▽
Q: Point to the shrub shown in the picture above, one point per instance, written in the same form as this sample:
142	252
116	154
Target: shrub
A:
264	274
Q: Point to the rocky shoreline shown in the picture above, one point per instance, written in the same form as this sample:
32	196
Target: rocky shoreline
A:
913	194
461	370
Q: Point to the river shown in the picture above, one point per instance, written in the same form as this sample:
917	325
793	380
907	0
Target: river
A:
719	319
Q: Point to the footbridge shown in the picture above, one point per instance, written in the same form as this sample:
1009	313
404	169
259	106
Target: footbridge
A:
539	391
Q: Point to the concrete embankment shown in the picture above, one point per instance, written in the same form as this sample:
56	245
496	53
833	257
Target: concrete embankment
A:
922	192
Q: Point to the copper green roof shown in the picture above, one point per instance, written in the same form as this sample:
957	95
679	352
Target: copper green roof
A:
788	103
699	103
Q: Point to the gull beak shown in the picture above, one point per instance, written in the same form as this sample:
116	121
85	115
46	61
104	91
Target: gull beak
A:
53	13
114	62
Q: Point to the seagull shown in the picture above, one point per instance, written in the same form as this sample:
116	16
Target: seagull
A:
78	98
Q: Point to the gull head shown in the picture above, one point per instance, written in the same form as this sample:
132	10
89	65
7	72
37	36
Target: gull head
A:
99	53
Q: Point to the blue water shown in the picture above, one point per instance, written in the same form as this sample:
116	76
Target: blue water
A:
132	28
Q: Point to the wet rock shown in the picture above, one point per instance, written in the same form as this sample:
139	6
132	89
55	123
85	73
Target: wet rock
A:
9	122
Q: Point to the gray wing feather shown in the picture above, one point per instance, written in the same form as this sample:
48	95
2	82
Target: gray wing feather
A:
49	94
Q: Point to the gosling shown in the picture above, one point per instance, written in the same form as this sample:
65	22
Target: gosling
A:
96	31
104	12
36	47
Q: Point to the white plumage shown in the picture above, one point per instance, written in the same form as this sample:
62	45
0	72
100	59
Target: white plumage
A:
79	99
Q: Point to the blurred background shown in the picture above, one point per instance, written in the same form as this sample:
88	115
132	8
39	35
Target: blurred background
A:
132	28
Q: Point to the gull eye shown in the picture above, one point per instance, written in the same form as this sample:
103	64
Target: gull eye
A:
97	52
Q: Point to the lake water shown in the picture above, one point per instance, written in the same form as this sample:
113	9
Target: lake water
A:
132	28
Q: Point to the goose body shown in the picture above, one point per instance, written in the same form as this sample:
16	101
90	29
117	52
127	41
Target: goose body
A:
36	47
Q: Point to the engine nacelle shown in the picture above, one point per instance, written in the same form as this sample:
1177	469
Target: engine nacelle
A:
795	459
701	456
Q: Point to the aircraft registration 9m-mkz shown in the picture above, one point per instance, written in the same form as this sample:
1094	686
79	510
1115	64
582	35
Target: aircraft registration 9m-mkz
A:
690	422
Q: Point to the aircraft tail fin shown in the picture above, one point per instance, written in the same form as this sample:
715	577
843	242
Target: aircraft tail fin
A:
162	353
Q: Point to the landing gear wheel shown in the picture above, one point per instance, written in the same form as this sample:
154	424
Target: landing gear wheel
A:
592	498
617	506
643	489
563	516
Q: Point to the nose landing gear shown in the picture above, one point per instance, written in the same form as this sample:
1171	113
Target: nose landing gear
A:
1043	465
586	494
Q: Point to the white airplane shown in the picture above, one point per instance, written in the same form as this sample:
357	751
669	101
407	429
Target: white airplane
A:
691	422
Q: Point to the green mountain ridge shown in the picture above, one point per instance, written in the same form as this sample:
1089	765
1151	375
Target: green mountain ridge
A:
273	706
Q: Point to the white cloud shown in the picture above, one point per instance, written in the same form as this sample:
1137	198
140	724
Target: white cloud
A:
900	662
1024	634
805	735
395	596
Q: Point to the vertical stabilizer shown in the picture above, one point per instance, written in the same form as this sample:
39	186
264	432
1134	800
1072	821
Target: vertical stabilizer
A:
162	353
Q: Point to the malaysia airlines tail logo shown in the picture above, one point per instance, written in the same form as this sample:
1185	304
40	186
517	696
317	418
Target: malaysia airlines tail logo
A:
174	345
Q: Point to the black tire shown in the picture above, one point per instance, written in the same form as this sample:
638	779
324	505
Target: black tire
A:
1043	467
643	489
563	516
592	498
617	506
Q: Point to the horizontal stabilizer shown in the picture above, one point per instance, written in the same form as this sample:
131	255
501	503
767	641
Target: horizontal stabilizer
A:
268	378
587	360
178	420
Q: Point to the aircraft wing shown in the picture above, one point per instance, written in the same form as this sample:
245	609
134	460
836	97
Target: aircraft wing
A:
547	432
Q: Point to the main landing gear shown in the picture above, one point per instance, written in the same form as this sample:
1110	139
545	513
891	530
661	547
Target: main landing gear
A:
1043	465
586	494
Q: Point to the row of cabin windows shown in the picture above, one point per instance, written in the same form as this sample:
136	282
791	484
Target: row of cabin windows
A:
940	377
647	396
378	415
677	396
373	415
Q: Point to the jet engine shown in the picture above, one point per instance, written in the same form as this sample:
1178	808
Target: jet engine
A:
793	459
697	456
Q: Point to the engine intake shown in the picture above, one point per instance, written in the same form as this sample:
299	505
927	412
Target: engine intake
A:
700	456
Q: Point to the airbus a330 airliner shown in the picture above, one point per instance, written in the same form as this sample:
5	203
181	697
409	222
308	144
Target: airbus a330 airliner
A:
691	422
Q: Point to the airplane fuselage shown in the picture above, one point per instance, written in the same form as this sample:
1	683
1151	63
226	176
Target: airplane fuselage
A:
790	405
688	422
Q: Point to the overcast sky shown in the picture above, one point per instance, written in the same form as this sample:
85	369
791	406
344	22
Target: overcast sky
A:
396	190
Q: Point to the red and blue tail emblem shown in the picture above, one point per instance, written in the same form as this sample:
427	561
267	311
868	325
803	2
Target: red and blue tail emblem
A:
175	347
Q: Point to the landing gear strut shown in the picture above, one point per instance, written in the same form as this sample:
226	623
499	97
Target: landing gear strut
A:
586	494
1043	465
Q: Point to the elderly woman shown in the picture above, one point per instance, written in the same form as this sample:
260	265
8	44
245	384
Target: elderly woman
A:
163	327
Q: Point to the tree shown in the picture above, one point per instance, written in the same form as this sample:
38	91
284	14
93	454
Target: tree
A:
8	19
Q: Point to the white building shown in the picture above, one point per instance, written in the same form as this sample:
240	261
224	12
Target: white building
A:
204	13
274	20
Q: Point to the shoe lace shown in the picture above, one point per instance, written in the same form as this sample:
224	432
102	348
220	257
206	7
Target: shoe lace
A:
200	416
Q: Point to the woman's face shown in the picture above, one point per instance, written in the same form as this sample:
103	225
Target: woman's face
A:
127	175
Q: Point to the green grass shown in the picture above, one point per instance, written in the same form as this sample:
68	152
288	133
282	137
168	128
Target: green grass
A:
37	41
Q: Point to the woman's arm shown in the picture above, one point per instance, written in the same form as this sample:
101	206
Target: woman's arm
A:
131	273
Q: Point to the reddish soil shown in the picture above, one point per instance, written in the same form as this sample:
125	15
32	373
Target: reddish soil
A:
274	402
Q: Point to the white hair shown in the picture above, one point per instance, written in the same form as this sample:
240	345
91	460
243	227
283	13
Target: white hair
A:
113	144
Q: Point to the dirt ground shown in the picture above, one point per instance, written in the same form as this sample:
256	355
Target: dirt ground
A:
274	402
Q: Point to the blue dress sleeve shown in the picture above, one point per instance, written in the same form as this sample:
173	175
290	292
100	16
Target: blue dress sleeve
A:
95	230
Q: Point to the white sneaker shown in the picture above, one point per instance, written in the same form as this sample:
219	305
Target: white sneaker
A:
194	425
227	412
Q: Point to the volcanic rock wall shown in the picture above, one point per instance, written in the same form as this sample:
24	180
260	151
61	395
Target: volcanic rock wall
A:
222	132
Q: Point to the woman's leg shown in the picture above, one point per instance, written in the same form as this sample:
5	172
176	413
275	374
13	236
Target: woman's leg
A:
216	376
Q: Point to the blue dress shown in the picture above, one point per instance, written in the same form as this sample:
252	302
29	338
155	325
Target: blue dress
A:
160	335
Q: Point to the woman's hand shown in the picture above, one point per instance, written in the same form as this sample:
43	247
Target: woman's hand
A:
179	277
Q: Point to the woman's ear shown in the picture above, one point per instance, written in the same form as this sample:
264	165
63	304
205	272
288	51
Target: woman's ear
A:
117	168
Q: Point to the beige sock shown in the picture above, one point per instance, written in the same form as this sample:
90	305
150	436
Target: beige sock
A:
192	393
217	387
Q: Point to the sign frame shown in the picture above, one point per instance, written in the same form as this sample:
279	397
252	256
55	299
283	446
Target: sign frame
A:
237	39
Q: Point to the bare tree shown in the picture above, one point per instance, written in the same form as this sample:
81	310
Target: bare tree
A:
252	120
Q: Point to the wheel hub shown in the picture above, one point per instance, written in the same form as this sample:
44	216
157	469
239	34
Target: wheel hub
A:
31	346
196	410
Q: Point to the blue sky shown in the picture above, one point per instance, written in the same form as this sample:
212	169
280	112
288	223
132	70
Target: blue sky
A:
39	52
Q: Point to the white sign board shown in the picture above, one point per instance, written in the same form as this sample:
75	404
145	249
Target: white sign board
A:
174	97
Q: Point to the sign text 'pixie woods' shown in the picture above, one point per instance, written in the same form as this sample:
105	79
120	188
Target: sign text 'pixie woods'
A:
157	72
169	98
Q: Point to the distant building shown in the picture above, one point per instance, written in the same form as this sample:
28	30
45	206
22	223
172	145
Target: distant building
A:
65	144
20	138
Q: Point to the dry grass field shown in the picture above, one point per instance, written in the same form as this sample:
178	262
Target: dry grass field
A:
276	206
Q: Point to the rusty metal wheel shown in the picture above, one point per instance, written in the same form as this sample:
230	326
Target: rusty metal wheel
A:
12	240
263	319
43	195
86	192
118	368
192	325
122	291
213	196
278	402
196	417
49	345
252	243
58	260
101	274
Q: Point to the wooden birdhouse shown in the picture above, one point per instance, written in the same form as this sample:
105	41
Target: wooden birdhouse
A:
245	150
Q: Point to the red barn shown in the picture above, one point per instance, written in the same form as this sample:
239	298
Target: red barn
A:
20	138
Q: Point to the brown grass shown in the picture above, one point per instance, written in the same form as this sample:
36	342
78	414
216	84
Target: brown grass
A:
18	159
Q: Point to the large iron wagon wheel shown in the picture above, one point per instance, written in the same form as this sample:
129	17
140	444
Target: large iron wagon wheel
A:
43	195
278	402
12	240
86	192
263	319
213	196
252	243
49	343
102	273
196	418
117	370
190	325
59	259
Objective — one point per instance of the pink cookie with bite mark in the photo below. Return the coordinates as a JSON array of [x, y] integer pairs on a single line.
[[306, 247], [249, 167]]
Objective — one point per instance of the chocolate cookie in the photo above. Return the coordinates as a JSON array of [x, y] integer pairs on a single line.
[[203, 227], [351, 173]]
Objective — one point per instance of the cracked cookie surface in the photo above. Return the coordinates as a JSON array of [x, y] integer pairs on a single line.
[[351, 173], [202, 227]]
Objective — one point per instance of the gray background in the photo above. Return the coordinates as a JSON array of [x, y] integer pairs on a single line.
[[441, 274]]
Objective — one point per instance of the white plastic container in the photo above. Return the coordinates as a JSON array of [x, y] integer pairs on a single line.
△
Task description: When the word "hand" shows up in a line of the entries, pull that line out.

Result for this task:
Q: Point to the woman's hand shown in the picture above, one point per instance, written in the same form as this sample:
Target: woman's hand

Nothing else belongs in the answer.